***** Data for this exercise *****
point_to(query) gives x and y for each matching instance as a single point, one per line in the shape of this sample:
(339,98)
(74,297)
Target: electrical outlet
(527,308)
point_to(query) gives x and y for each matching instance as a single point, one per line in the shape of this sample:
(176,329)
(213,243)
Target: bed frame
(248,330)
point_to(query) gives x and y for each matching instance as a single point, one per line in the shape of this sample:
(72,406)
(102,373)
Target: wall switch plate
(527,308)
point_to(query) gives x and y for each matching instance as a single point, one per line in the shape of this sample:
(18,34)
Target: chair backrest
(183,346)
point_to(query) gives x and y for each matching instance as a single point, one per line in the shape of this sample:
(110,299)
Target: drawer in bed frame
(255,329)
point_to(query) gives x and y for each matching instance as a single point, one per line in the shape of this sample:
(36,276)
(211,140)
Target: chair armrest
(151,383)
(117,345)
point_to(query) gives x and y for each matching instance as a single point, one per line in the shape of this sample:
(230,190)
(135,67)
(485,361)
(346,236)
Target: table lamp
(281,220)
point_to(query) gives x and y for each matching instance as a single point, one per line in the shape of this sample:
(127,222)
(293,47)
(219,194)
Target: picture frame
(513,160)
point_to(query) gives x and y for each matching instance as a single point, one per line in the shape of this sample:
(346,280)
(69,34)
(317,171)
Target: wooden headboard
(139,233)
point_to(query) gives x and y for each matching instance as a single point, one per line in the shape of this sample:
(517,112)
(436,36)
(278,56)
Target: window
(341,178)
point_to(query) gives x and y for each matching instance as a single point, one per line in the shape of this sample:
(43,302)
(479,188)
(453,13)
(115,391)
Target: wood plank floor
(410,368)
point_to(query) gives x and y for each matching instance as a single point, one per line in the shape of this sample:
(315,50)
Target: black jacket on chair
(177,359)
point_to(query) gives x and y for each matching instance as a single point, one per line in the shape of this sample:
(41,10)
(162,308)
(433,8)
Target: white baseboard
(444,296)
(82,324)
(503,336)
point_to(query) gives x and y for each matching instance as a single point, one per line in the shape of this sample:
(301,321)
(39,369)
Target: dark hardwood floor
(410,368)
*****
Set task: Each entry above needs to be retyped exactly.

Task solution:
point_to(query) gives x and y for each matching instance as a single point, one per line in the shape of this sample:
(339,98)
(74,297)
Target: electrical outlet
(527,308)
point_to(query) gives x and y for each matching instance as a single point, one per line in the shape of this sample:
(176,329)
(213,243)
Target: bed frame
(248,330)
point_to(query) gives x and y for each matching instance as a single point, one per line in the shape of this sample:
(72,406)
(102,373)
Target: wall switch plate
(527,308)
point_to(query) gives x and y for each matching instance as a single point, one per line in the shape of this sample:
(18,34)
Target: chair backrest
(183,346)
point_to(query) gives x and y for each matching instance as a single point, one per line in the shape of this sample:
(110,299)
Target: drawer in bed frame
(255,329)
point_to(query) gives x and y for each matching instance as a single point, one per line in the shape of this sample:
(36,276)
(211,140)
Target: chair armrest
(151,383)
(117,345)
point_to(query) gives x and y for each matching instance as a single point, one per line in the shape of this sample:
(230,190)
(135,67)
(485,361)
(346,236)
Target: table lamp
(281,220)
point_to(query) gives x and y for each matching instance as a single point, one per line in the shape of this sample:
(127,222)
(293,47)
(219,194)
Target: picture frame
(513,160)
point_to(query) gives x and y for each matching instance as a single point, one per line in the shape of this sample:
(346,280)
(69,34)
(317,171)
Target: wooden headboard
(139,233)
point_to(query) gives x and y for each matching instance as a single point, one per line in the shape of this sample:
(517,112)
(436,36)
(278,56)
Target: window
(341,178)
point_to(query) gives x and y for each matching instance as a single point, one per line in the shape of this sample:
(43,302)
(479,188)
(453,13)
(115,391)
Target: wood plank floor
(410,368)
point_to(query) gives x and y for each matching instance as a single point, one per line in the shape of this sample:
(315,50)
Target: black jacket on chair
(177,359)
point_to(query) gives x and y for each matching instance as a single point, one per line in the shape of this sample:
(41,10)
(162,308)
(433,8)
Target: white baseboard
(444,296)
(82,324)
(503,336)
point_to(query) gives x and y for each matching instance as a single point, one per line in the shape of this sample:
(301,321)
(39,369)
Target: dark hardwood floor
(410,368)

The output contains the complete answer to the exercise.